What the task asks: Please count how many lines in the entries below contain "leafy" and reply with the figure alone.

Exercise input:
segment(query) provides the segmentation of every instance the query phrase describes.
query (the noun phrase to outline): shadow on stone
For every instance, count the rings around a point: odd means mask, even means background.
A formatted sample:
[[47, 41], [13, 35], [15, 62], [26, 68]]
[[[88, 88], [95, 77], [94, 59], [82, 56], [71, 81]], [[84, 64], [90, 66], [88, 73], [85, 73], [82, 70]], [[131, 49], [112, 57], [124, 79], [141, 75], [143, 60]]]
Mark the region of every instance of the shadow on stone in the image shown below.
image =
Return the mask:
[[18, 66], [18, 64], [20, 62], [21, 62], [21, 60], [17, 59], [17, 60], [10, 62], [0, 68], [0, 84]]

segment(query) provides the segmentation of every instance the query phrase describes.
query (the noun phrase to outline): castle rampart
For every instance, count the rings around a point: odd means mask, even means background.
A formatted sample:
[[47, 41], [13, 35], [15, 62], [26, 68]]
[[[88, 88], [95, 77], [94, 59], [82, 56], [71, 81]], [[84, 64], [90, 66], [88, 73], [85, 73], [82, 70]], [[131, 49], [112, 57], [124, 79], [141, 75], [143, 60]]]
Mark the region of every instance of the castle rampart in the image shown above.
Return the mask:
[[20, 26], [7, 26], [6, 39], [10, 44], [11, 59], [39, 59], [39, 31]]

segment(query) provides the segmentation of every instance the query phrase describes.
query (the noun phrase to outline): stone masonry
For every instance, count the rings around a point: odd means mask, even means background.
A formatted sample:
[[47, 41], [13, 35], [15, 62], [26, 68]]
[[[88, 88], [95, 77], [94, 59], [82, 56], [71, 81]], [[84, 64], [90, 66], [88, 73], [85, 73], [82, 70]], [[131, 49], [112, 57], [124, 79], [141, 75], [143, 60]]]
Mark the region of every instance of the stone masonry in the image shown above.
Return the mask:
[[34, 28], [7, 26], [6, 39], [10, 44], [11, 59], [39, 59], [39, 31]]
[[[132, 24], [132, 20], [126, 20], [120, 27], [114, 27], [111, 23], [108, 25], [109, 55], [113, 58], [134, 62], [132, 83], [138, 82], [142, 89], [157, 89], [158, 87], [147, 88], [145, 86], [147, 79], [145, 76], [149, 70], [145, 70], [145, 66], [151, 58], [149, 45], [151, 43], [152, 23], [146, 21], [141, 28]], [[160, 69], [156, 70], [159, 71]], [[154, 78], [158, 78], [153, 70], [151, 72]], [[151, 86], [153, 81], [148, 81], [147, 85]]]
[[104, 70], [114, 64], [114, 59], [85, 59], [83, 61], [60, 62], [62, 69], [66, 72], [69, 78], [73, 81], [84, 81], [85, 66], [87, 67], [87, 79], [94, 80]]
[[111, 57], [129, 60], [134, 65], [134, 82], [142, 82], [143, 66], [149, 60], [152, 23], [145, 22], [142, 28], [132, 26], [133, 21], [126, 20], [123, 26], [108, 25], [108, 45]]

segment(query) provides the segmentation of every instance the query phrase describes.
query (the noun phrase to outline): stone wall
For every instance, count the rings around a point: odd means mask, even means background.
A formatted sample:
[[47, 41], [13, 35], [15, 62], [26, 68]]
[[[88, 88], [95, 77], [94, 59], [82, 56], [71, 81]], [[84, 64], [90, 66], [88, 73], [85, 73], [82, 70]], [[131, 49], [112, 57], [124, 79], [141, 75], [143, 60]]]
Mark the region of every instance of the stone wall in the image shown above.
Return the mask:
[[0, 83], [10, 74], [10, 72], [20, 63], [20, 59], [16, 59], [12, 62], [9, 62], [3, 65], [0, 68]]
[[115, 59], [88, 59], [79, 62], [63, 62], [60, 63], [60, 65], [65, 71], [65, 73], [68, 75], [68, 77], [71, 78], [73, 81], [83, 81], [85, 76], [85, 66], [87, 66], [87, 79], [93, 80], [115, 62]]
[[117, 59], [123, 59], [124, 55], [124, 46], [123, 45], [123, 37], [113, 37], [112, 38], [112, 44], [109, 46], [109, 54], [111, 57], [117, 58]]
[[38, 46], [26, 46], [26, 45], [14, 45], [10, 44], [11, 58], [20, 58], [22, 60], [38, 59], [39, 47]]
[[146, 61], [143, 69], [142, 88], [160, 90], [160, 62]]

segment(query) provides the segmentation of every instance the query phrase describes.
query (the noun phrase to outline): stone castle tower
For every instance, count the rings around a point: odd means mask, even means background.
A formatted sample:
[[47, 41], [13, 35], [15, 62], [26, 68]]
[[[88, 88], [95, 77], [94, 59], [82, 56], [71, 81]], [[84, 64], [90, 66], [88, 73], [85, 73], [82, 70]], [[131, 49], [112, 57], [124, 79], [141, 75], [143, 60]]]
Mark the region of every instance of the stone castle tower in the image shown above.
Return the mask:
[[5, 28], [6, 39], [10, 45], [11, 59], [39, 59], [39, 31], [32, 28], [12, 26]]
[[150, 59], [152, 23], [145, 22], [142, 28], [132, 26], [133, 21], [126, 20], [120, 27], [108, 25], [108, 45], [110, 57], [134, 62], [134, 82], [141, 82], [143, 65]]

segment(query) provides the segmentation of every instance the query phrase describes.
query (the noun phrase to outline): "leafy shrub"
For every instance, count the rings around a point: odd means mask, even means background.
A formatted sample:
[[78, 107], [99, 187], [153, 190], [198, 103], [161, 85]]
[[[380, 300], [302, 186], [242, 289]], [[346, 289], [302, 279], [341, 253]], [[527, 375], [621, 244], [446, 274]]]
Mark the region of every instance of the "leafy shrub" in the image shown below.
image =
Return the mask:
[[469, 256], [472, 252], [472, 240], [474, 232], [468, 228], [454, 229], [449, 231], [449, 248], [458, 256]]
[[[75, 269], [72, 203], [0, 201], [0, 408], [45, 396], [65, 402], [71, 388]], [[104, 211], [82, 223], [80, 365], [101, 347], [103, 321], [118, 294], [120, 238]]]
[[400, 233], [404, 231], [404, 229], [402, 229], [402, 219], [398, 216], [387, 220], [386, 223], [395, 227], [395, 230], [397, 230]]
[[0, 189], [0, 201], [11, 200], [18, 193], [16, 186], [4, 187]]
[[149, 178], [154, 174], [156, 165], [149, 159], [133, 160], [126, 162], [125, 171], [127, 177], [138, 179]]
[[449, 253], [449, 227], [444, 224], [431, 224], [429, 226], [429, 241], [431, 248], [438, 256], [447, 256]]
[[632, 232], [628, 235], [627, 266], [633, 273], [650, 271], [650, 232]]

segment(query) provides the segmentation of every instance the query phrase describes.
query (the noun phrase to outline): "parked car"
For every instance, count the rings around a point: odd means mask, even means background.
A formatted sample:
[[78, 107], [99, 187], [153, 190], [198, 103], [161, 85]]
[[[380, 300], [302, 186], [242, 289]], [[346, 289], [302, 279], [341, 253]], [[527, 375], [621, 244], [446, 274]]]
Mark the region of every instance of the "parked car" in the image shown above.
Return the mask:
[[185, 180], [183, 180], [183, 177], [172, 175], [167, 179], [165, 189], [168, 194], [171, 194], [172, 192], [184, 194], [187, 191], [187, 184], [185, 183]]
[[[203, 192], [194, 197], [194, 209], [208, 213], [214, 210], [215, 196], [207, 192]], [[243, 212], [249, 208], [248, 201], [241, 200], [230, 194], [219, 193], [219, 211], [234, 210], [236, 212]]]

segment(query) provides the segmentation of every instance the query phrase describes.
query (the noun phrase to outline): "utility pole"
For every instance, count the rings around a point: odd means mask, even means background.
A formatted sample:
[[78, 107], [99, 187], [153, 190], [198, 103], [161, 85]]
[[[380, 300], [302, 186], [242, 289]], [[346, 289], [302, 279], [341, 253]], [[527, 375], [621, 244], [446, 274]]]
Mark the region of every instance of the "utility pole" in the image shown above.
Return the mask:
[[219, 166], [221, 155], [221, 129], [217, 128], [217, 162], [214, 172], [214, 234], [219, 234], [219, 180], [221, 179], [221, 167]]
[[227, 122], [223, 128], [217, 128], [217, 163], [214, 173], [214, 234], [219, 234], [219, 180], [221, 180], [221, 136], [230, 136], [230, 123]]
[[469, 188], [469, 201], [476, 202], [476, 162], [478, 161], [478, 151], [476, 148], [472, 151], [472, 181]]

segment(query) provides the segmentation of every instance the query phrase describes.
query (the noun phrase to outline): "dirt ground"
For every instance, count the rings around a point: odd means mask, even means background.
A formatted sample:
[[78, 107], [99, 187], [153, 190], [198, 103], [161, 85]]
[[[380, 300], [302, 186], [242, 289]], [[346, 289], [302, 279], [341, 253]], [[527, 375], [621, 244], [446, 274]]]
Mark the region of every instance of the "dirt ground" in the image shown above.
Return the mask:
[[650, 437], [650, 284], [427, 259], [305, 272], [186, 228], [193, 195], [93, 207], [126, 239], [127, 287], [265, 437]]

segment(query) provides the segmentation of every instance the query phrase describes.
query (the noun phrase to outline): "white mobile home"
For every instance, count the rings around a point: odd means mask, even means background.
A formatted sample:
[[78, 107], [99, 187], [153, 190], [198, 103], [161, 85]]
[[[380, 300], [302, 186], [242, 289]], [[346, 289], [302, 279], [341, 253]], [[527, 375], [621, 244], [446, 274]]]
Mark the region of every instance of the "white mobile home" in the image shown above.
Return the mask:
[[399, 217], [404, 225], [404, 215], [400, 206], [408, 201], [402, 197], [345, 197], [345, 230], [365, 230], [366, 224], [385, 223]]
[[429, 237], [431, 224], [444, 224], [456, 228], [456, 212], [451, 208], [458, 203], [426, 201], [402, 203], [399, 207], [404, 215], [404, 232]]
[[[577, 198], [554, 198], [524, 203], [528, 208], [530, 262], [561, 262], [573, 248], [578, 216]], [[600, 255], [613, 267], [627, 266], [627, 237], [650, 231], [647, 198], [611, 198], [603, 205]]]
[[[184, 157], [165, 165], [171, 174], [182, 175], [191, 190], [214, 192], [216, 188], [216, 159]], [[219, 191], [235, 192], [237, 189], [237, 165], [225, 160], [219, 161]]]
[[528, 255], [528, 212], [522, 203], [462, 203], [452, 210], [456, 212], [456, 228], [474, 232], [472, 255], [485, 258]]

Answer box: 2